*** Block opens ***
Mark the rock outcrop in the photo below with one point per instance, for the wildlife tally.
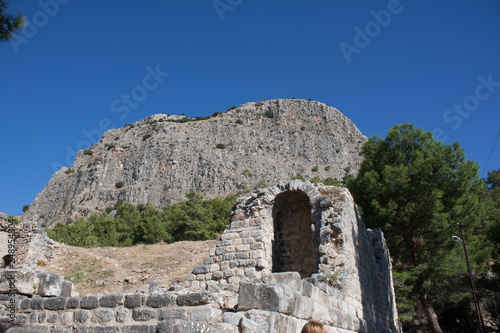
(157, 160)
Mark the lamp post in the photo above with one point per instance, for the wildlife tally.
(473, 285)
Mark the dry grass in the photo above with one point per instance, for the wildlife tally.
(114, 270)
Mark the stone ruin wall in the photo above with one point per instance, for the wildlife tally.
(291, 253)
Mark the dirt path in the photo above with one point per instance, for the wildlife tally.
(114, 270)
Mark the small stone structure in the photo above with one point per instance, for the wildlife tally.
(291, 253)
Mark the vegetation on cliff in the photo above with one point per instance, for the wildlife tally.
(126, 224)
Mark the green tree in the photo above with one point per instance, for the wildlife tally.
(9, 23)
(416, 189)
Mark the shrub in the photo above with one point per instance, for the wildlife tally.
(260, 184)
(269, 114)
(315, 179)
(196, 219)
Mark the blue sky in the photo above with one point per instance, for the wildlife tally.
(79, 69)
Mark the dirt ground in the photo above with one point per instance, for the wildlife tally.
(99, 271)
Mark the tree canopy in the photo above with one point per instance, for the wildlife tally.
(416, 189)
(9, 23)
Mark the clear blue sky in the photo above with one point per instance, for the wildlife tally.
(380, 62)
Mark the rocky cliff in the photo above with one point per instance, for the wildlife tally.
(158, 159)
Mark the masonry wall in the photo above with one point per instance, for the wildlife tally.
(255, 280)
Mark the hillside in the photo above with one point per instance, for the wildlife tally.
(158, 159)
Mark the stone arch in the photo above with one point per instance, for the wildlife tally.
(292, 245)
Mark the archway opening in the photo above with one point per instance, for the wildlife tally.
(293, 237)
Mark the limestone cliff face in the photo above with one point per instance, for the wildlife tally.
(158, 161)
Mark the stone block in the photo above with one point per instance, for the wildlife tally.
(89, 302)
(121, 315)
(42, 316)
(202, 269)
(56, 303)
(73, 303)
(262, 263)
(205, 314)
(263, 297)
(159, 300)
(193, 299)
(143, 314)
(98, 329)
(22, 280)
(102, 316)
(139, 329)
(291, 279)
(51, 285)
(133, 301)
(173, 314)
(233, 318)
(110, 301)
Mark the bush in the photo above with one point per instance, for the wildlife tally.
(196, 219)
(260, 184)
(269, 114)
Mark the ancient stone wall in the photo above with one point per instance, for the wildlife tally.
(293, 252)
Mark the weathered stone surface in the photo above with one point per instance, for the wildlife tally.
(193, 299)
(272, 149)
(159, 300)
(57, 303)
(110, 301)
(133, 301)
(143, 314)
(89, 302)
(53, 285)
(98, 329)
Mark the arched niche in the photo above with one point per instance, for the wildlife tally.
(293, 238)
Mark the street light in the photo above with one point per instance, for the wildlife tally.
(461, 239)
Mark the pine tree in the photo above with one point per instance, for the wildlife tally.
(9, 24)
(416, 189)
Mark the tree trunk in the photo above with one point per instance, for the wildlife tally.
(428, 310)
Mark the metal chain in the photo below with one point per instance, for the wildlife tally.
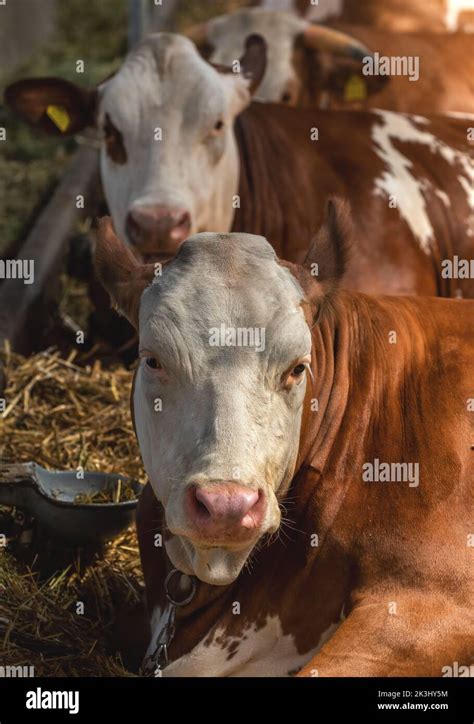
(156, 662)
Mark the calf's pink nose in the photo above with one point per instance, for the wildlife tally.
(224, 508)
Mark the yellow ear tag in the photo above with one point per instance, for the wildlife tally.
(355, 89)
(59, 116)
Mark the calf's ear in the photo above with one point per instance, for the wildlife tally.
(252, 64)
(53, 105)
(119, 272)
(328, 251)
*** Block closes ***
Repeat the data verbatim, excluding all pictures.

Mark the rock outcrop in the photo below with one point per instance, for the wildlife tally.
(157, 160)
Mark the lamp post in the photo above with one point per instance, for the wildlife tally.
(473, 285)
Mark the dry grass in the photo above with one point per instance, for the wildlife tally.
(114, 270)
Mark the stone ruin wall in the photo above with one point per instance, for the wildlife tally.
(291, 253)
Mark the dirt path in the photo above with one point per instance, for the wildlife tally.
(114, 270)
Mark the small stone structure in the photo above with one point per instance, for the wildlife tally.
(291, 253)
Mark the vegetation on cliff in the photo above with one point per instance, for the wildlife tally.
(126, 224)
Mark the green tree in the photo above with one point per instance, for the wildlife tally.
(9, 23)
(416, 189)
Mark the shrub in the photo above with one point per instance, for the wildlife tally.
(260, 184)
(269, 114)
(315, 179)
(196, 219)
Mark the blue sky in the photo above with one point per instance, for the wildlife tally.
(79, 69)
Mark the dirt ground in the photo above with one point per instance, for the wildlife tally.
(99, 271)
Mark the tree canopy in the photo above with one point per instance, for the wildlife tally.
(416, 189)
(9, 23)
Mark the clear blue sky in the photo above with one point per instance, for the wildlife tally.
(380, 62)
Mark the rocky cliff in the photo above with one point per instance, for the wildlife tally.
(158, 159)
Mark the masonry wall in the photo above with one point per instance, for the wildlife tally.
(255, 280)
Mark the hillside in the photo above with one point per instance, for the wildlife tally.
(158, 159)
Mark the stone arch in the photo above with one point per instance, for the wildlife tally.
(292, 245)
Mark the archway opening in the photo above with one point per instance, for the wildlife tally.
(293, 237)
Mark the limestone cliff face in the photo above with one point per instance, for the wildlife tally.
(158, 161)
Mark the stone block in the photo above with one point per instance, for the wildlife tally.
(89, 302)
(121, 315)
(42, 316)
(202, 269)
(56, 303)
(73, 303)
(262, 263)
(205, 314)
(263, 297)
(159, 300)
(193, 299)
(143, 314)
(98, 329)
(22, 280)
(102, 316)
(139, 329)
(291, 279)
(51, 285)
(133, 301)
(173, 314)
(233, 318)
(110, 301)
Mark the bush in the photo above with one point per instance, for the wildlife tally.
(196, 219)
(260, 184)
(269, 114)
Mark the ancient stone wall in the photo above with one point per instance, for the wildlife tally.
(293, 252)
Mark the weathered stone surface in the photo above with one point per instance, for the wildlife tally.
(193, 299)
(272, 149)
(159, 300)
(57, 303)
(110, 301)
(133, 301)
(143, 314)
(89, 302)
(53, 285)
(98, 329)
Mark the arched niche in the photo above with one point per instance, for the wildlife tally.
(293, 238)
Mark the street light in the photo above with one point per instance, for the wildlife tally.
(461, 239)
Mark the pine tree in the photo above with one point per instance, for the wildlife tally.
(9, 24)
(416, 189)
Mark the tree trunk in the photo above with one point per instance, for the wildlife tally.
(428, 310)
Mark the metal chain in the photo below with one point per instance, for the wildlife tally.
(156, 662)
Mark the calf's pink nose in the photo above with one point per instance, for the wildlife tally.
(224, 508)
Mark the yellow ear tag in the photo above with one point per instance, for the wildlife tally.
(355, 89)
(59, 116)
Mark the calf's ear in the photo above with one point per instance, for the wildlife tally.
(252, 64)
(53, 105)
(119, 272)
(328, 251)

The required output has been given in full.